→ Job
Copy the material below word for word, leaving out the pictures.
### Input rows ###
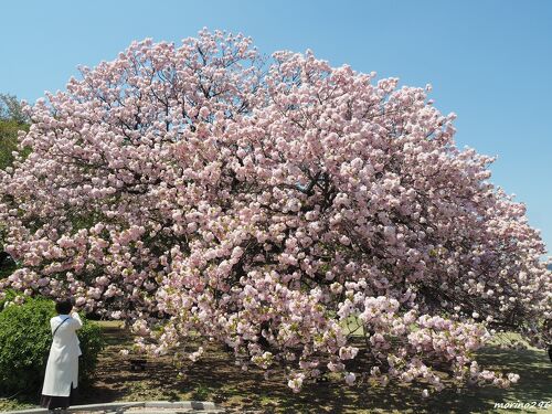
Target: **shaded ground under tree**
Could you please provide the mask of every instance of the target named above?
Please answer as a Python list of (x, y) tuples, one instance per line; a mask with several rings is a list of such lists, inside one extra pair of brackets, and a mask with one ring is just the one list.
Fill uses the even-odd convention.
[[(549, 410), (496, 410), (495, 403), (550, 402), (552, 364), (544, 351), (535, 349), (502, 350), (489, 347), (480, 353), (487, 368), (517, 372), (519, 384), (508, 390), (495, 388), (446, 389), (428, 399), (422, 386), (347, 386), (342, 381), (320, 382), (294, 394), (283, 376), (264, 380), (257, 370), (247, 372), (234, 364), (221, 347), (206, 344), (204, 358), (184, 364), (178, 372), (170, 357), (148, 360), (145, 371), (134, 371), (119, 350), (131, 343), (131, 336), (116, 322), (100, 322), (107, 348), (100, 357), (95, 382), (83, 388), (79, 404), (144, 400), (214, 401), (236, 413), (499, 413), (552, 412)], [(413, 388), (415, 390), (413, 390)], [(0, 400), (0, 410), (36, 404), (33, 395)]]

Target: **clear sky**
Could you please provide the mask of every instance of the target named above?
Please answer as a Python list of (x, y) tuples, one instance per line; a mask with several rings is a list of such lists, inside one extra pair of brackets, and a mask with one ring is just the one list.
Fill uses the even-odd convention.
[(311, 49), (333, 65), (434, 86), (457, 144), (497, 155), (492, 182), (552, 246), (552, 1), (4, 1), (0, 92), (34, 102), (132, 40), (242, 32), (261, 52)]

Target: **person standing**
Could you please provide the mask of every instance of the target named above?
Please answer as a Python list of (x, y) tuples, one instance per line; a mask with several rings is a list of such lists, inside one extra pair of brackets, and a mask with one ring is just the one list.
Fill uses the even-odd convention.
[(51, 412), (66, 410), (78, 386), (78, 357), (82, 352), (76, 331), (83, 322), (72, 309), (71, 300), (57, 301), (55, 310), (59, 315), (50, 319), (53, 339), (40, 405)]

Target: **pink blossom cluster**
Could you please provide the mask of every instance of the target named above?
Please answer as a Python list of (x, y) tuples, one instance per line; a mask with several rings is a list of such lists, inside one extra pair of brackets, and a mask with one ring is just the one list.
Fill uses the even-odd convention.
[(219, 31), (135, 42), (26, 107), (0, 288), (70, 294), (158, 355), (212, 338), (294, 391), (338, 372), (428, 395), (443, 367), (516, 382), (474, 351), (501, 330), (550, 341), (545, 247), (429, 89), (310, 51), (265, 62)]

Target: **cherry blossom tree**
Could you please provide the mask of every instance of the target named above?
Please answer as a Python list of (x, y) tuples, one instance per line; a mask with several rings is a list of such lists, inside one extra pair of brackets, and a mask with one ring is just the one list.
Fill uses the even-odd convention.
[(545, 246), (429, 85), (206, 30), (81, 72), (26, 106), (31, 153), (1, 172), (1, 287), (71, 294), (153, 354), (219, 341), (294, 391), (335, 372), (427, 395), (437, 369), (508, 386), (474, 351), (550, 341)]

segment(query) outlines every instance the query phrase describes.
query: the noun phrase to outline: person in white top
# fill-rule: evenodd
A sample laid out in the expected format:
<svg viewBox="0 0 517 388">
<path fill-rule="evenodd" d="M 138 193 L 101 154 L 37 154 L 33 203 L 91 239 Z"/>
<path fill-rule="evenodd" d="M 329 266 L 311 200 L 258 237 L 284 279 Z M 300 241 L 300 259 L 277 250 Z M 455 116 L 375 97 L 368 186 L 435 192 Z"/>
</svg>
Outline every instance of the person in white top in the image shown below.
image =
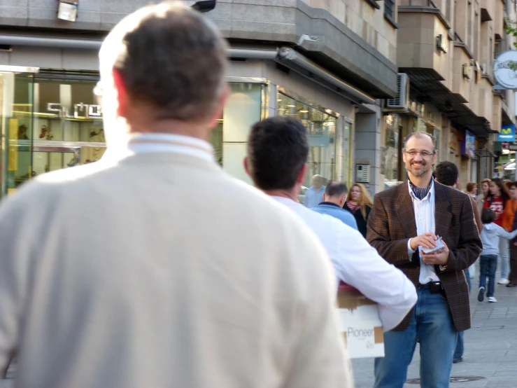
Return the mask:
###
→ Task response
Target: **shaded ground under tree**
Could you please provide the mask of every instance of the target named above?
Please answer as a Python list of (x, y) tuples, one instance per line; a mask with several rings is a list of such lists, inside one extra pair of brackets, and a mask with one ring is just the one list.
Fill uses the even-odd convention.
[[(549, 410), (496, 410), (495, 403), (550, 402), (552, 364), (544, 351), (535, 349), (502, 350), (489, 347), (480, 353), (487, 368), (517, 372), (519, 384), (508, 390), (495, 388), (446, 389), (428, 399), (422, 386), (347, 386), (342, 381), (320, 382), (294, 394), (283, 376), (264, 380), (257, 370), (247, 372), (234, 364), (221, 347), (206, 344), (204, 358), (184, 364), (178, 372), (170, 357), (148, 360), (145, 371), (134, 371), (119, 350), (131, 343), (131, 336), (116, 322), (100, 322), (107, 348), (100, 357), (95, 382), (83, 388), (79, 404), (144, 400), (214, 401), (236, 413), (499, 413), (552, 412)], [(413, 388), (415, 390), (413, 390)], [(0, 400), (0, 410), (36, 404), (33, 395)]]

Target: **clear sky**
Could you please provide the mask of every instance of the target named above?
Please answer as a Python list of (x, y) tuples, one instance per line; a mask with several rings is a list of such lists, inside one extra pair of brackets, and a mask with one ring is just the one list.
Fill uses the even-odd convention.
[(311, 49), (333, 65), (434, 86), (457, 144), (497, 155), (492, 182), (552, 246), (552, 1), (4, 1), (0, 92), (34, 102), (132, 40), (242, 32), (261, 52)]

Target: **person standing**
Could you please provide the mask of every instance of the target named above?
Please answer as a Python list of (x, y) tuples, one instance per line; a mask with several rings is a list of such lists, inside one extra pair of brackets, and a mask with one ring is just the one list.
Fill uses the even-odd convention.
[(51, 412), (66, 410), (78, 386), (78, 357), (82, 352), (76, 331), (83, 322), (72, 309), (71, 300), (57, 301), (55, 310), (59, 315), (50, 319), (53, 339), (40, 405)]

Target: **pink blossom cluster**
Could you please provide the mask of every instance of the target named above?
Please answer as a Python list of (x, y) tuples, one instance per line; a mask with several rings is a list of such lists, inside one extra pair of brackets, and a mask with one ring is just the one list.
Fill uses the even-odd convention.
[(219, 31), (135, 42), (26, 107), (0, 288), (70, 294), (158, 355), (212, 338), (294, 391), (338, 372), (428, 395), (443, 367), (516, 382), (474, 351), (501, 330), (550, 341), (545, 247), (429, 89), (310, 51), (265, 62)]

Target: **cherry blossom tree**
Could you please provide the mask of every instance of the target named above?
Please answer as a Python list of (x, y) tuples, one instance per line; a mask with several rings is a list of such lists, inside one extra pair of brackets, and a mask with one ring is just the one list.
Fill uses the even-odd convention.
[(545, 246), (429, 85), (206, 30), (81, 72), (26, 106), (31, 153), (1, 172), (1, 287), (71, 294), (153, 354), (219, 341), (294, 391), (335, 372), (427, 395), (437, 369), (508, 386), (474, 351), (550, 341)]

segment(query) outlines every instance the query phrase describes.
query: the noun phrase to outline: person in white top
# fill-rule: evenodd
A sample laid out in the expected format:
<svg viewBox="0 0 517 388">
<path fill-rule="evenodd" d="M 138 193 L 101 154 L 37 154 L 33 203 L 91 239 Z"/>
<path fill-rule="evenodd" d="M 329 266 L 311 200 L 258 237 L 284 279 Z M 300 241 L 300 259 L 277 250 Z M 455 116 L 375 97 L 368 186 L 435 192 Z"/>
</svg>
Outline every instance of the person in white top in the image shown below.
image =
Return the mask:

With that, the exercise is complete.